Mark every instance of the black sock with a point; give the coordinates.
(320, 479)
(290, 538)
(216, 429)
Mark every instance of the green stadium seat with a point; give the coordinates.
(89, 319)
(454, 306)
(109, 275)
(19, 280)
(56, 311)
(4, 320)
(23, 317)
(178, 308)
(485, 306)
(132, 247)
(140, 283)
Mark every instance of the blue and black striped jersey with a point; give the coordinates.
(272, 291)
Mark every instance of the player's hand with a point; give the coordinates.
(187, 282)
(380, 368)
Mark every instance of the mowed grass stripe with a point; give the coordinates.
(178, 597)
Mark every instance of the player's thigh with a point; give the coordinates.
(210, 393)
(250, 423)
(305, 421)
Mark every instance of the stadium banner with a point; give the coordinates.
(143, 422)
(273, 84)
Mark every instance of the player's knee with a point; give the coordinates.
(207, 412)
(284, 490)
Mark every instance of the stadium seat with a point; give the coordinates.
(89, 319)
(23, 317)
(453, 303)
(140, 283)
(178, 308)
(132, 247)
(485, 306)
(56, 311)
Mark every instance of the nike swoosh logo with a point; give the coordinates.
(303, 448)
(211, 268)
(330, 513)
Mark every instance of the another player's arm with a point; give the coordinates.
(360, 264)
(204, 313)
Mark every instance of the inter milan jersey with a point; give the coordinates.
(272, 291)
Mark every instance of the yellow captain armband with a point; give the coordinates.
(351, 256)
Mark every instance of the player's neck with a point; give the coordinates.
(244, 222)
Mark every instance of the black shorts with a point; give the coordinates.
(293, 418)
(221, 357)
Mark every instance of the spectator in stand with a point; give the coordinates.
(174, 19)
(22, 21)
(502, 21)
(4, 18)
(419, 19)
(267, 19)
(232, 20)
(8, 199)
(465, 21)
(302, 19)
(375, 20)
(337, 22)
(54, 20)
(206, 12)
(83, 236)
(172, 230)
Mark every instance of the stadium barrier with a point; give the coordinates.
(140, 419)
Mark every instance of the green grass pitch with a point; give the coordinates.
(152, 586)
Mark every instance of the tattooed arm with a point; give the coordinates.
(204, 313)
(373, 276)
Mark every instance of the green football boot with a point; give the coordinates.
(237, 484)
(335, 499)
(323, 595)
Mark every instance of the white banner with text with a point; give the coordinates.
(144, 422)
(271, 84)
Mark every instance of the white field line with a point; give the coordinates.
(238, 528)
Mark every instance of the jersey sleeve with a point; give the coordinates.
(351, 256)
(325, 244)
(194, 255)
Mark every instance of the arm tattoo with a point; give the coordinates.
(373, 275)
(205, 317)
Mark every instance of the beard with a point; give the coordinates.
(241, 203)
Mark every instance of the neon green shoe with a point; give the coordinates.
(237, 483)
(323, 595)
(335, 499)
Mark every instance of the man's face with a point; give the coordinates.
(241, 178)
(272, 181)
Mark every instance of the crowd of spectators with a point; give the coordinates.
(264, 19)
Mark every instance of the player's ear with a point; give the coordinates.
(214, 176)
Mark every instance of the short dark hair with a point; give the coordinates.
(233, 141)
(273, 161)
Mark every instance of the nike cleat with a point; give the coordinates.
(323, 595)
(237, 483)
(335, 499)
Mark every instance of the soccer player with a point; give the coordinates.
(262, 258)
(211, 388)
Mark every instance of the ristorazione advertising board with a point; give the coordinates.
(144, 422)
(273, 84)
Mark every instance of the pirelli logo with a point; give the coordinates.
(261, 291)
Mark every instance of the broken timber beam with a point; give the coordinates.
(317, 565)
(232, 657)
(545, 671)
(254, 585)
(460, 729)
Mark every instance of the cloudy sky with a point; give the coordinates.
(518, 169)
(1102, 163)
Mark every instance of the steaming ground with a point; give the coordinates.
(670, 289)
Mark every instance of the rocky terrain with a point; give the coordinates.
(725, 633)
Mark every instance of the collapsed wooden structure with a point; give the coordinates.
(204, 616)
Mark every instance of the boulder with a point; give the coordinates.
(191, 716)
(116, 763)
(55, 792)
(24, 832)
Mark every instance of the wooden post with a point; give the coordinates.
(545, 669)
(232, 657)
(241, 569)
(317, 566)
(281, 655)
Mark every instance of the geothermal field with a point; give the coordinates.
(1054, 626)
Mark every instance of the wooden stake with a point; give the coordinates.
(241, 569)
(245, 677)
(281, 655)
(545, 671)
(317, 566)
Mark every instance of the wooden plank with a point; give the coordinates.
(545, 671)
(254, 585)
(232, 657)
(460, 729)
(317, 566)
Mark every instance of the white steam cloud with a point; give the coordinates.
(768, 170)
■ ■ ■ ■ ■
Task item:
Reply with the complete data above, every character as it stands.

Answer to this exercise:
Mark every instance of the black sock with a point; give the coordinates.
(320, 479)
(290, 538)
(216, 429)
Mark every instance of the green stadium seat with a point; give the coordinates.
(89, 319)
(454, 306)
(109, 275)
(19, 280)
(56, 311)
(4, 320)
(23, 317)
(178, 308)
(485, 306)
(132, 247)
(140, 283)
Mark every instance of the blue and black striped jersey with a point; give the coordinates.
(272, 291)
Mark every instance of the player's hand with a point; give the coordinates.
(187, 282)
(380, 368)
Mark every instance of the mowed grass stripe with a point; give the coordinates.
(178, 597)
Mark every instance of the player's thigh with a point; give the coordinates.
(210, 393)
(250, 423)
(305, 421)
Mark every instance of the stadium banner with a point; give the coordinates.
(143, 422)
(273, 84)
Mark every instance of the player's knee with a point; give the coordinates.
(207, 412)
(284, 490)
Mark every instance of the stadium seat with a point; give the coordinates.
(89, 319)
(23, 317)
(453, 303)
(140, 283)
(178, 308)
(132, 247)
(485, 306)
(56, 311)
Mark every instance of the nike swoosh logo with a point; give the coordinates.
(303, 448)
(211, 268)
(330, 513)
Mark every instance of the another player's arm with a point; give the coordinates.
(360, 264)
(204, 313)
Mark every instance of the inter milan jersey with a point; give the coordinates.
(272, 291)
Mark every instance of the yellow captain armband with a point; give the coordinates.
(351, 256)
Mark every instance of the player's neck with a point; give the coordinates.
(244, 222)
Mark every instance of the black shorts with a point; give the coordinates.
(293, 418)
(221, 357)
Mark every instance of the spectator in stand with a point; give the coordinates.
(174, 19)
(22, 21)
(502, 21)
(4, 18)
(419, 19)
(267, 19)
(232, 20)
(8, 199)
(465, 21)
(302, 19)
(375, 20)
(337, 22)
(54, 20)
(206, 12)
(83, 236)
(172, 230)
Mark every instance of the stadium barrier with a point; give the coordinates.
(140, 419)
Mark every instance of the green grass pitch with a point; give the coordinates.
(152, 586)
Mark every instance of the tattooed arm with a point; give the coordinates.
(204, 313)
(373, 276)
Mark every instance of the green football boot with a point; give the coordinates.
(237, 484)
(335, 499)
(323, 595)
Mark every instance of the white banner with text with a point; give the coordinates.
(144, 422)
(271, 84)
Mark every instance of the white field line with a point; give the coordinates.
(238, 528)
Mark every instance of the jersey sleeve with a point; give the coordinates.
(351, 256)
(325, 244)
(194, 255)
Mark every instance of the arm tattoo with a point; give the coordinates.
(373, 275)
(205, 317)
Mark every instance of the beard with a point; give the coordinates.
(241, 203)
Mark every instance of the neon green shoe with a point; give the coordinates.
(237, 483)
(323, 595)
(335, 499)
Mark every instance of the man's face with a point; give the coordinates.
(241, 178)
(272, 181)
Mark every instance of the crowd of spectators with a point; give the coordinates.
(264, 19)
Mark every instance of the player's ear with a point; give the coordinates.
(214, 176)
Mark every instance of the short dark hair with a point; give the coordinates.
(233, 141)
(273, 161)
Mark every instance of the nike cleat with a point; give the coordinates.
(323, 595)
(237, 483)
(335, 499)
Mark every instance of the soccer player with a point; give the coordinates.
(262, 258)
(211, 388)
Mark every instance of the ristorazione advertising board with a point; give the coordinates.
(144, 422)
(273, 84)
Mark every instance of the pirelli logo with a point; give the coordinates.
(261, 291)
Mark every instance of the broken timber beam with a point; give the coordinates.
(317, 565)
(232, 657)
(545, 671)
(254, 585)
(460, 729)
Mark every instance of the cloudy sky with a point; give the coordinates.
(518, 169)
(1102, 163)
Mark every instance of the steaming ground with a point; give the coordinates.
(670, 289)
Mark every instance of the rocky terrain with a point; give the coordinates.
(725, 633)
Mark every instance of the collapsed wooden structure with a point; give the coordinates.
(204, 616)
Mark every instance of the boulder with a point; give the coordinates.
(191, 716)
(116, 763)
(55, 792)
(24, 832)
Mark every instance of the wooden post with a point; give the coordinates.
(545, 669)
(232, 657)
(241, 569)
(317, 566)
(281, 655)
Mark every instance of the geothermal field with a point; give the coordinates.
(1054, 626)
Mark every instance of the wooden stake with a point; give the coordinates.
(241, 569)
(245, 677)
(281, 655)
(545, 671)
(317, 566)
Mark every instance of the wooden plank with a point; give the coordinates.
(545, 671)
(254, 585)
(232, 657)
(460, 729)
(317, 566)
Mark every instance of the white steam cloud with a point; give the coordinates.
(768, 170)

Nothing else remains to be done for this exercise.